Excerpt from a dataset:

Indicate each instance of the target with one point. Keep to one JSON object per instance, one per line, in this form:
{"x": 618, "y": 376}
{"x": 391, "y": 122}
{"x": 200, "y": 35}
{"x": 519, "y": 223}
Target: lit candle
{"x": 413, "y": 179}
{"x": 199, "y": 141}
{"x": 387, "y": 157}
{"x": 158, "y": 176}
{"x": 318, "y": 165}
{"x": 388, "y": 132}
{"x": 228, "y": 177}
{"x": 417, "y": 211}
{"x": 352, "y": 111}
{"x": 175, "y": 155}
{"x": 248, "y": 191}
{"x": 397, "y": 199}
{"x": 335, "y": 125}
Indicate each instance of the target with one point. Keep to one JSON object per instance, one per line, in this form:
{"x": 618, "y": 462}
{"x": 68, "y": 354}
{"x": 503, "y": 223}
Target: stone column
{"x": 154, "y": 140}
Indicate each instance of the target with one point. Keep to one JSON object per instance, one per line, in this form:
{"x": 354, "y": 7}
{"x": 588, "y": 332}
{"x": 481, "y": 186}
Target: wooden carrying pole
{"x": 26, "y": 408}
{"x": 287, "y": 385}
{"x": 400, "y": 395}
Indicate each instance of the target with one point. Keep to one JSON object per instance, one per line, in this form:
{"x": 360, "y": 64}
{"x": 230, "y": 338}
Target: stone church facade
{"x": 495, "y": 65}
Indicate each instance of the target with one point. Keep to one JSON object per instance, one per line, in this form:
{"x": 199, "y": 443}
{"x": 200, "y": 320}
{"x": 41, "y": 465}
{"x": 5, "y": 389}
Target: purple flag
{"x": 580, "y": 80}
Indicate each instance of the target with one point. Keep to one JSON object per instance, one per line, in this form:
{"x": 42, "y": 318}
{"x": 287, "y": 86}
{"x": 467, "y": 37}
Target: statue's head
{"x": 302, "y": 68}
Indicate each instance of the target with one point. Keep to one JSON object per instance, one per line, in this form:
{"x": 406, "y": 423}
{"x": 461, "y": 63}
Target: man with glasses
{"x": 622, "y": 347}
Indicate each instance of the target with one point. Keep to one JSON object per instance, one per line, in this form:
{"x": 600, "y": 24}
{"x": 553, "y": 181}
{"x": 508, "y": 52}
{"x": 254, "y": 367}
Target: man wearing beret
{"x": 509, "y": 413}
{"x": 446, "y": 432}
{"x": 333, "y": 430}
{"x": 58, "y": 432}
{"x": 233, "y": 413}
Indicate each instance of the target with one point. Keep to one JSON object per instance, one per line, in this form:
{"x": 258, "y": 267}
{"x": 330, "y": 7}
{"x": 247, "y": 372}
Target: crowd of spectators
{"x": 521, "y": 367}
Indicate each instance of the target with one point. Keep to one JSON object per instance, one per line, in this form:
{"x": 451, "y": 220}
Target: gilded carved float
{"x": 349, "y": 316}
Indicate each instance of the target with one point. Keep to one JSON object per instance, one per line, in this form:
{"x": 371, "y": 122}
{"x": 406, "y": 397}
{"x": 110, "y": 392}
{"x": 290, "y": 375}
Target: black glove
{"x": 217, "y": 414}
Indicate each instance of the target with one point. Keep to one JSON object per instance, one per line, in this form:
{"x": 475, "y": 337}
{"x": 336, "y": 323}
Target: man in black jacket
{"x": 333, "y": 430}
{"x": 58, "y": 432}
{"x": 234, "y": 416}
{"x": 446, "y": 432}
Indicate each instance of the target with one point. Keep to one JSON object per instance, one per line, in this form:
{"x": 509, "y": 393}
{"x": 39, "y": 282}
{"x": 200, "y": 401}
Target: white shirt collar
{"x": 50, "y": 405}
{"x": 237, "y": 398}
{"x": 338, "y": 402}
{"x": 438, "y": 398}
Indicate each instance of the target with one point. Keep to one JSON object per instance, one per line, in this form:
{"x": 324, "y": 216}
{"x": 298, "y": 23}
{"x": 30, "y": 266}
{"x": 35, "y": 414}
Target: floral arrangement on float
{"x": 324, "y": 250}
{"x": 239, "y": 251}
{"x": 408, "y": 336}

Problem to solve:
Please show every line of the excerpt above that contains the string "black". Case counts.

Exercise result:
Target: black glove
Target: man in black jacket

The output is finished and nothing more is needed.